__WRITTEN TASK__
Copy the lines from the start of the contour labeling entries through the line containing "M 130 73 L 130", including both ends, and leave the pictures out. Keep the request lines unchanged, but multiply every coordinate in the path data by 0.4 and round each result to a whole number, with halves rounding up.

— begin RECORDS PROVIDED —

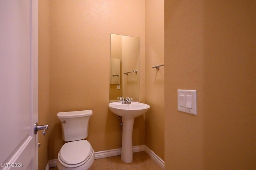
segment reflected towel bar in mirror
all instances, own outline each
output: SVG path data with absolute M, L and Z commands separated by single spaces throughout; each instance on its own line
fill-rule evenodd
M 152 66 L 152 68 L 156 68 L 156 70 L 159 70 L 159 67 L 160 67 L 161 66 L 164 66 L 164 64 L 157 65 L 156 66 Z
M 130 73 L 130 72 L 135 72 L 136 74 L 137 74 L 137 70 L 136 70 L 130 71 L 130 72 L 125 72 L 124 73 L 124 74 L 126 74 L 126 75 L 128 75 L 128 73 Z
M 119 76 L 119 74 L 111 75 L 111 76 L 113 76 L 113 77 L 114 77 L 115 76 Z

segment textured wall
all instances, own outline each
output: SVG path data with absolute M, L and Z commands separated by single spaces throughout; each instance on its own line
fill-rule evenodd
M 49 1 L 38 0 L 38 124 L 49 123 L 50 113 Z M 52 128 L 50 126 L 49 128 Z M 38 169 L 45 169 L 48 162 L 49 133 L 38 133 Z
M 146 145 L 164 160 L 164 0 L 146 1 Z
M 87 139 L 94 151 L 121 148 L 121 120 L 108 106 L 110 34 L 141 38 L 143 87 L 144 6 L 144 0 L 50 1 L 49 159 L 57 158 L 63 144 L 56 116 L 60 111 L 92 110 Z M 134 145 L 145 143 L 144 131 L 142 116 L 134 123 Z
M 256 168 L 255 7 L 165 2 L 166 169 Z M 197 115 L 179 89 L 197 90 Z

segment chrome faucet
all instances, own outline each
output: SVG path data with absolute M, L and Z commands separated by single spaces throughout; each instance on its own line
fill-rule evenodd
M 130 98 L 129 97 L 126 97 L 124 98 L 124 97 L 121 96 L 117 98 L 122 101 L 122 104 L 131 104 L 131 100 L 133 100 L 132 98 Z

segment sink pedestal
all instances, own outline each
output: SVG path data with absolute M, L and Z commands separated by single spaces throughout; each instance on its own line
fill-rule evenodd
M 132 162 L 132 130 L 134 118 L 122 117 L 123 130 L 121 159 L 125 163 Z

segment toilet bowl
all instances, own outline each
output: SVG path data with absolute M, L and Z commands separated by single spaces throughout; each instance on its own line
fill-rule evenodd
M 62 139 L 68 142 L 58 154 L 59 170 L 87 170 L 93 163 L 93 149 L 88 141 L 84 139 L 88 136 L 89 118 L 92 114 L 90 110 L 57 114 L 61 122 Z
M 66 143 L 58 155 L 57 167 L 62 170 L 86 170 L 94 161 L 94 152 L 86 140 Z

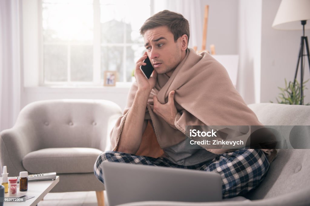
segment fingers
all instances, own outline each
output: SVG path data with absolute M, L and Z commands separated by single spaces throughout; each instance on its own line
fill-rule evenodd
M 142 57 L 139 59 L 139 60 L 137 61 L 136 62 L 136 64 L 138 64 L 138 63 L 140 62 L 140 61 L 142 61 L 143 60 L 146 58 L 147 57 L 148 55 L 146 53 L 146 52 L 144 53 L 144 54 L 142 56 Z
M 143 62 L 143 61 L 146 59 L 148 55 L 147 55 L 146 52 L 145 52 L 144 53 L 144 55 L 136 62 L 136 67 L 135 69 L 135 71 L 140 72 L 139 71 L 140 71 L 140 67 L 141 65 L 145 66 L 146 65 L 146 63 L 144 63 Z
M 141 65 L 145 66 L 146 65 L 146 63 L 144 63 L 143 61 L 140 61 L 136 64 L 136 68 L 135 70 L 136 71 L 140 71 L 140 67 Z
M 158 101 L 158 99 L 157 99 L 157 97 L 156 96 L 154 96 L 153 97 L 153 101 L 154 102 L 154 107 L 157 106 L 158 104 L 160 104 L 160 103 Z
M 153 70 L 153 72 L 152 72 L 152 74 L 151 75 L 151 77 L 155 78 L 155 79 L 157 78 L 157 72 L 155 69 Z
M 168 95 L 168 103 L 172 103 L 174 104 L 174 94 L 175 92 L 174 91 L 171 91 L 169 93 L 169 95 Z

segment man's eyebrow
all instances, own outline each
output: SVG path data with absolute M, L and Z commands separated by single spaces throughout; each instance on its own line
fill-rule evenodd
M 158 39 L 154 39 L 154 40 L 152 40 L 152 41 L 158 41 L 159 40 L 162 40 L 162 39 L 165 39 L 166 40 L 167 40 L 167 39 L 166 39 L 166 38 L 165 38 L 163 36 L 162 36 L 161 37 L 160 37 L 159 38 L 158 38 Z M 146 47 L 148 45 L 148 44 L 148 44 L 148 43 L 147 43 L 144 45 L 144 46 Z

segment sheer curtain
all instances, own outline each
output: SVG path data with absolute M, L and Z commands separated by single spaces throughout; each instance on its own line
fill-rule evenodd
M 156 0 L 153 4 L 153 14 L 167 9 L 183 15 L 189 22 L 188 47 L 196 46 L 201 49 L 204 8 L 201 0 Z
M 0 1 L 0 131 L 13 126 L 20 109 L 19 3 Z

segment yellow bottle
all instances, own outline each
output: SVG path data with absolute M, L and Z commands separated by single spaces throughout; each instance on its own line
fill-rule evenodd
M 7 175 L 9 173 L 7 172 L 7 166 L 3 166 L 3 173 L 2 173 L 2 185 L 4 187 L 4 193 L 7 193 L 9 191 L 9 183 L 7 181 Z

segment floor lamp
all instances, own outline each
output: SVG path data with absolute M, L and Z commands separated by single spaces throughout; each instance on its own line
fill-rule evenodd
M 303 85 L 304 74 L 304 66 L 308 59 L 309 71 L 310 71 L 309 43 L 308 37 L 305 36 L 305 29 L 310 29 L 310 21 L 307 24 L 307 20 L 310 20 L 310 0 L 282 0 L 278 9 L 272 24 L 274 28 L 281 30 L 300 30 L 302 29 L 303 35 L 301 36 L 298 60 L 295 71 L 293 85 L 296 83 L 297 74 L 300 62 L 300 104 L 303 104 Z M 304 50 L 305 49 L 305 53 Z

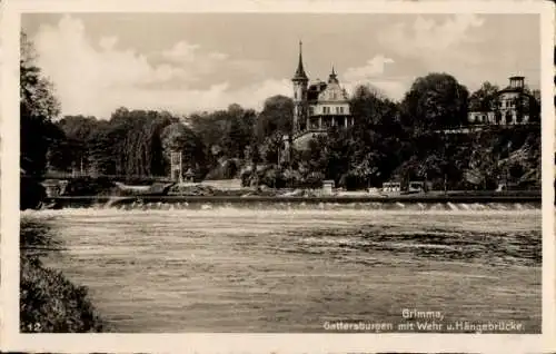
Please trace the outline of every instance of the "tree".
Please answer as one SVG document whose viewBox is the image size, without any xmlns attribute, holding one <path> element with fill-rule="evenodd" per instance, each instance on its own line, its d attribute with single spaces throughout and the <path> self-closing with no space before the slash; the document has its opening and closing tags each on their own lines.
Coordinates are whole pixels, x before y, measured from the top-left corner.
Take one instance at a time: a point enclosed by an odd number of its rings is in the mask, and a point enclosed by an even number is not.
<svg viewBox="0 0 556 354">
<path fill-rule="evenodd" d="M 207 173 L 203 168 L 203 145 L 193 130 L 178 121 L 165 127 L 160 137 L 167 165 L 169 165 L 171 151 L 180 151 L 182 154 L 183 170 L 191 168 L 200 170 L 201 174 Z"/>
<path fill-rule="evenodd" d="M 257 135 L 260 140 L 274 132 L 291 134 L 294 120 L 294 100 L 277 95 L 265 100 L 265 106 L 257 120 Z"/>
<path fill-rule="evenodd" d="M 467 121 L 467 88 L 447 73 L 417 78 L 401 101 L 403 121 L 415 134 Z"/>
<path fill-rule="evenodd" d="M 20 43 L 20 166 L 29 175 L 41 175 L 48 149 L 60 137 L 52 122 L 60 114 L 60 102 L 37 67 L 33 46 L 23 32 Z"/>
</svg>

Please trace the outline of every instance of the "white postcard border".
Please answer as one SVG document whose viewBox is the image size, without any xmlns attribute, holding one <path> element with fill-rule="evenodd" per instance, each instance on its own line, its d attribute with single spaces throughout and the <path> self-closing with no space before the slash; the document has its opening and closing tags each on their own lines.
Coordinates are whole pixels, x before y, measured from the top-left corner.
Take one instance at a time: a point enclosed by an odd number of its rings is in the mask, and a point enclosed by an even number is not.
<svg viewBox="0 0 556 354">
<path fill-rule="evenodd" d="M 537 353 L 556 350 L 554 240 L 554 4 L 549 1 L 29 0 L 2 3 L 1 305 L 6 351 L 58 353 Z M 342 12 L 540 13 L 543 110 L 543 335 L 502 334 L 20 334 L 19 333 L 19 30 L 24 12 Z"/>
</svg>

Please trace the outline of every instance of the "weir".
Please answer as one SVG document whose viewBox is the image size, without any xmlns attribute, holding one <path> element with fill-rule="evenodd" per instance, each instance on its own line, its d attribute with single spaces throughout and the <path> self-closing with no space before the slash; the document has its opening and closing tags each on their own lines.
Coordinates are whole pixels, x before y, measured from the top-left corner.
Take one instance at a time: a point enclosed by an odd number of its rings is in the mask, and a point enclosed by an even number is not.
<svg viewBox="0 0 556 354">
<path fill-rule="evenodd" d="M 397 197 L 265 197 L 265 196 L 135 196 L 51 197 L 43 209 L 384 209 L 384 210 L 524 210 L 540 208 L 539 196 L 397 196 Z"/>
</svg>

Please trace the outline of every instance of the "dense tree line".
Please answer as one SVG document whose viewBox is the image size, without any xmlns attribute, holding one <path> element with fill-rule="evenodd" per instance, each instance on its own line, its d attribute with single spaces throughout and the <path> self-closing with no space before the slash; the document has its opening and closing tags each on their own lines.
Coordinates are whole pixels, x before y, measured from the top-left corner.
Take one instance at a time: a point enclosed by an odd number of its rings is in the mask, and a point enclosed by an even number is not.
<svg viewBox="0 0 556 354">
<path fill-rule="evenodd" d="M 347 188 L 390 179 L 427 180 L 435 188 L 493 188 L 503 178 L 540 181 L 538 127 L 443 132 L 467 125 L 469 107 L 496 106 L 498 88 L 489 82 L 469 95 L 453 76 L 434 72 L 417 78 L 399 102 L 359 86 L 350 99 L 353 127 L 332 127 L 308 149 L 290 151 L 292 101 L 285 96 L 268 98 L 260 111 L 231 105 L 182 117 L 119 108 L 108 119 L 60 118 L 52 87 L 24 36 L 22 48 L 21 167 L 28 175 L 169 176 L 170 153 L 180 151 L 183 170 L 198 178 L 240 177 L 246 185 L 271 187 L 322 179 Z M 535 105 L 529 111 L 538 110 Z"/>
</svg>

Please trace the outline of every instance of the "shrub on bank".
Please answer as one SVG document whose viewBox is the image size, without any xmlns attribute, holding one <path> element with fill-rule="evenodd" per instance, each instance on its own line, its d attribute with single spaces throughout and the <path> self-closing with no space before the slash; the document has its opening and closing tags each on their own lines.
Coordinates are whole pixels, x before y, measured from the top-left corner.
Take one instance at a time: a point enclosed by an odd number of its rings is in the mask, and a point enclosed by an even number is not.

— end RECORDS PROVIDED —

__TASK RESPONSE__
segment reflected towel bar in mirror
all instances, own outline each
output: SVG path data with absolute M, L and Z commands separated by single spaces throughout; each instance on its own line
fill-rule evenodd
M 61 26 L 61 27 L 62 27 L 62 28 L 64 28 L 64 27 L 64 27 L 64 26 L 66 26 L 66 26 L 63 26 L 62 26 Z
M 52 29 L 52 29 L 54 29 L 54 30 L 55 30 L 55 28 L 54 28 L 52 28 L 52 29 L 50 29 L 50 29 L 50 30 L 50 30 L 50 30 L 51 30 L 51 29 Z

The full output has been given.